▸ Exercise task:
Pull out every line of the items below that contains the string "rock". Uppercase and lowercase letters count as different.

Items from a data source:
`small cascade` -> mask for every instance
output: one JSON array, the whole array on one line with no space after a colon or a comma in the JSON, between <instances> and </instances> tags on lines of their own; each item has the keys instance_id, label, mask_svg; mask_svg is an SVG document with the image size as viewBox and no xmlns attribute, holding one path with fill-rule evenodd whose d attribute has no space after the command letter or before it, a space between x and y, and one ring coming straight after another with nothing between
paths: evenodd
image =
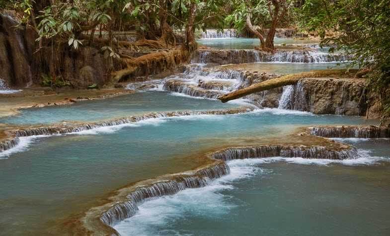
<instances>
[{"instance_id":1,"label":"small cascade","mask_svg":"<svg viewBox=\"0 0 390 236\"><path fill-rule=\"evenodd\" d=\"M244 72L232 70L195 71L165 79L163 89L194 97L216 99L248 82Z\"/></svg>"},{"instance_id":2,"label":"small cascade","mask_svg":"<svg viewBox=\"0 0 390 236\"><path fill-rule=\"evenodd\" d=\"M173 195L186 188L204 187L209 179L219 178L229 172L229 167L226 163L219 163L199 170L195 175L180 175L174 179L138 187L127 196L128 201L111 207L102 214L100 220L105 224L112 226L134 215L138 210L138 206L148 199Z\"/></svg>"},{"instance_id":3,"label":"small cascade","mask_svg":"<svg viewBox=\"0 0 390 236\"><path fill-rule=\"evenodd\" d=\"M283 92L279 101L279 109L289 109L291 107L291 95L294 86L287 85L283 87Z\"/></svg>"},{"instance_id":4,"label":"small cascade","mask_svg":"<svg viewBox=\"0 0 390 236\"><path fill-rule=\"evenodd\" d=\"M206 84L206 83L205 83ZM211 85L209 85L210 87ZM186 83L178 79L170 79L166 81L164 84L163 89L165 91L178 92L193 97L205 97L207 98L217 99L219 96L223 95L224 93L217 90L212 90L204 88L197 85ZM215 88L215 87L212 87Z\"/></svg>"},{"instance_id":5,"label":"small cascade","mask_svg":"<svg viewBox=\"0 0 390 236\"><path fill-rule=\"evenodd\" d=\"M202 39L231 38L238 37L237 32L234 29L225 29L223 30L208 29L202 33Z\"/></svg>"},{"instance_id":6,"label":"small cascade","mask_svg":"<svg viewBox=\"0 0 390 236\"><path fill-rule=\"evenodd\" d=\"M32 83L30 59L34 51L32 29L20 26L20 22L6 12L0 13L0 93L12 93L8 85L28 86ZM5 82L4 82L5 81ZM5 84L5 85L4 85Z\"/></svg>"},{"instance_id":7,"label":"small cascade","mask_svg":"<svg viewBox=\"0 0 390 236\"><path fill-rule=\"evenodd\" d=\"M319 126L310 128L309 130L313 135L325 138L390 138L390 128L374 126Z\"/></svg>"},{"instance_id":8,"label":"small cascade","mask_svg":"<svg viewBox=\"0 0 390 236\"><path fill-rule=\"evenodd\" d=\"M279 109L310 111L306 94L301 81L295 85L283 87L283 91L279 100Z\"/></svg>"},{"instance_id":9,"label":"small cascade","mask_svg":"<svg viewBox=\"0 0 390 236\"><path fill-rule=\"evenodd\" d=\"M183 111L161 112L151 112L141 116L133 116L123 119L117 119L101 122L82 124L79 125L65 125L47 127L31 128L13 131L11 133L16 137L38 135L52 135L69 134L89 130L107 126L130 124L149 119L162 118L183 116L199 115L227 115L246 112L253 110L252 107L241 107L226 110L207 111ZM17 138L0 143L0 152L12 148L18 143Z\"/></svg>"},{"instance_id":10,"label":"small cascade","mask_svg":"<svg viewBox=\"0 0 390 236\"><path fill-rule=\"evenodd\" d=\"M199 50L194 54L192 63L229 64L255 62L324 63L344 62L352 57L312 50L278 51L275 54L252 49Z\"/></svg>"},{"instance_id":11,"label":"small cascade","mask_svg":"<svg viewBox=\"0 0 390 236\"><path fill-rule=\"evenodd\" d=\"M19 144L19 142L20 140L17 138L15 138L10 140L7 140L2 143L0 143L0 152L11 149Z\"/></svg>"},{"instance_id":12,"label":"small cascade","mask_svg":"<svg viewBox=\"0 0 390 236\"><path fill-rule=\"evenodd\" d=\"M0 78L0 94L14 93L15 92L20 92L20 91L21 90L11 89L8 86L5 81Z\"/></svg>"},{"instance_id":13,"label":"small cascade","mask_svg":"<svg viewBox=\"0 0 390 236\"><path fill-rule=\"evenodd\" d=\"M216 159L229 160L246 158L263 158L273 157L300 157L307 158L344 159L358 157L356 149L336 151L324 147L293 147L274 145L229 148L213 155Z\"/></svg>"}]
</instances>

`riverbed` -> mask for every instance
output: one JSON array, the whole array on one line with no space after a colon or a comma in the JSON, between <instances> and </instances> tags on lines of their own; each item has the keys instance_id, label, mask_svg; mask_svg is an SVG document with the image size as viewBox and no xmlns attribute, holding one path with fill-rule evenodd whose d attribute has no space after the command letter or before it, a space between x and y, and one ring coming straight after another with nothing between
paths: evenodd
<instances>
[{"instance_id":1,"label":"riverbed","mask_svg":"<svg viewBox=\"0 0 390 236\"><path fill-rule=\"evenodd\" d=\"M20 137L17 145L0 153L0 189L5 190L0 195L0 234L62 230L69 227L68 221L79 219L124 186L207 163L211 160L205 153L229 147L298 142L293 135L310 126L378 122L282 106L260 107L248 99L222 103L216 95L234 90L243 80L239 73L221 73L219 67L205 72L203 66L145 83L153 85L151 89L130 85L141 91L73 105L23 109L2 117L0 123L23 128L87 123L148 112L250 108L238 114L189 113L65 134ZM285 74L329 66L338 66L260 63L225 69L247 67L246 71ZM184 84L171 91L165 84L171 79ZM200 81L222 85L210 89L198 86ZM285 99L281 97L279 103L286 102ZM113 228L121 235L137 236L388 234L389 140L336 141L356 146L358 155L346 160L275 157L229 160L229 174L208 180L200 188L146 201L134 216Z\"/></svg>"}]
</instances>

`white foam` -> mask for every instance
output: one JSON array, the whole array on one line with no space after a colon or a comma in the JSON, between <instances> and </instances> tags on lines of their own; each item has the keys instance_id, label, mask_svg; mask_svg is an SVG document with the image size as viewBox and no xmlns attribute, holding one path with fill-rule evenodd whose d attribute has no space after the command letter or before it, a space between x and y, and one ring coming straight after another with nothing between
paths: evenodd
<instances>
[{"instance_id":1,"label":"white foam","mask_svg":"<svg viewBox=\"0 0 390 236\"><path fill-rule=\"evenodd\" d=\"M359 149L358 150L359 156L357 158L342 160L275 157L259 159L258 163L267 163L277 161L285 161L288 163L305 165L328 166L330 164L339 164L344 165L370 165L379 164L381 161L390 161L390 159L388 158L372 156L370 155L370 153L369 151Z\"/></svg>"},{"instance_id":2,"label":"white foam","mask_svg":"<svg viewBox=\"0 0 390 236\"><path fill-rule=\"evenodd\" d=\"M7 150L0 152L0 159L6 159L11 154L27 151L28 150L29 147L33 145L37 139L50 136L51 135L35 135L19 137L19 143L17 145Z\"/></svg>"},{"instance_id":3,"label":"white foam","mask_svg":"<svg viewBox=\"0 0 390 236\"><path fill-rule=\"evenodd\" d=\"M147 201L139 207L135 216L114 228L123 236L156 235L163 231L170 231L167 230L170 223L188 215L206 219L223 216L237 206L230 202L231 197L221 192L234 189L232 183L235 181L262 172L256 165L258 161L252 159L230 161L230 174L211 181L202 188L187 189L174 195Z\"/></svg>"},{"instance_id":4,"label":"white foam","mask_svg":"<svg viewBox=\"0 0 390 236\"><path fill-rule=\"evenodd\" d=\"M136 122L122 124L121 125L103 126L87 130L71 133L71 134L79 135L95 135L115 133L124 127L139 127L143 126L158 126L161 123L166 122L164 118L150 118Z\"/></svg>"},{"instance_id":5,"label":"white foam","mask_svg":"<svg viewBox=\"0 0 390 236\"><path fill-rule=\"evenodd\" d=\"M18 90L12 90L12 89L5 89L5 90L1 90L0 89L0 94L9 94L11 93L16 93L17 92L19 92L23 91L22 89L18 89Z\"/></svg>"},{"instance_id":6,"label":"white foam","mask_svg":"<svg viewBox=\"0 0 390 236\"><path fill-rule=\"evenodd\" d=\"M185 94L184 93L181 93L180 92L172 92L169 93L169 95L171 95L172 96L176 96L178 97L191 97L191 98L194 98L196 99L209 99L209 100L212 100L214 101L216 101L218 99L215 98L209 98L208 97L194 97L189 95Z\"/></svg>"},{"instance_id":7,"label":"white foam","mask_svg":"<svg viewBox=\"0 0 390 236\"><path fill-rule=\"evenodd\" d=\"M362 142L367 142L370 140L389 140L390 139L387 138L381 138L378 139L370 139L364 138L331 138L330 139L342 142L348 143L360 143Z\"/></svg>"},{"instance_id":8,"label":"white foam","mask_svg":"<svg viewBox=\"0 0 390 236\"><path fill-rule=\"evenodd\" d=\"M269 112L274 115L298 115L304 116L315 116L314 114L309 112L308 111L301 111L295 110L286 110L285 109L279 108L269 108L265 107L263 109L259 109L256 110L256 112L258 113L261 112Z\"/></svg>"}]
</instances>

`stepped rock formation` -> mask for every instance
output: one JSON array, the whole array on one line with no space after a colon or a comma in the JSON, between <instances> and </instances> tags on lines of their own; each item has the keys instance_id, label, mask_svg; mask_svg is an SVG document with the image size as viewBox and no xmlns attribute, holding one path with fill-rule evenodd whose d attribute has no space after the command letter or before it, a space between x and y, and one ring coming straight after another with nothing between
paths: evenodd
<instances>
[{"instance_id":1,"label":"stepped rock formation","mask_svg":"<svg viewBox=\"0 0 390 236\"><path fill-rule=\"evenodd\" d=\"M279 50L275 54L254 49L199 49L192 56L192 63L216 63L219 65L254 62L314 63L342 62L350 57L328 54L311 50Z\"/></svg>"},{"instance_id":2,"label":"stepped rock formation","mask_svg":"<svg viewBox=\"0 0 390 236\"><path fill-rule=\"evenodd\" d=\"M17 27L10 15L0 14L0 79L11 87L31 85L35 32Z\"/></svg>"},{"instance_id":3,"label":"stepped rock formation","mask_svg":"<svg viewBox=\"0 0 390 236\"><path fill-rule=\"evenodd\" d=\"M390 128L375 126L316 126L308 128L310 134L325 138L389 138Z\"/></svg>"}]
</instances>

▸ Final result:
`stepped rock formation` -> mask for every instance
[{"instance_id":1,"label":"stepped rock formation","mask_svg":"<svg viewBox=\"0 0 390 236\"><path fill-rule=\"evenodd\" d=\"M279 50L275 54L254 49L199 49L192 56L192 63L216 63L219 65L254 62L314 63L342 62L350 57L328 54L311 50Z\"/></svg>"},{"instance_id":2,"label":"stepped rock formation","mask_svg":"<svg viewBox=\"0 0 390 236\"><path fill-rule=\"evenodd\" d=\"M17 27L10 15L0 14L0 79L11 87L31 85L35 32Z\"/></svg>"},{"instance_id":3,"label":"stepped rock formation","mask_svg":"<svg viewBox=\"0 0 390 236\"><path fill-rule=\"evenodd\" d=\"M390 128L375 126L316 126L308 128L310 134L325 138L389 138Z\"/></svg>"}]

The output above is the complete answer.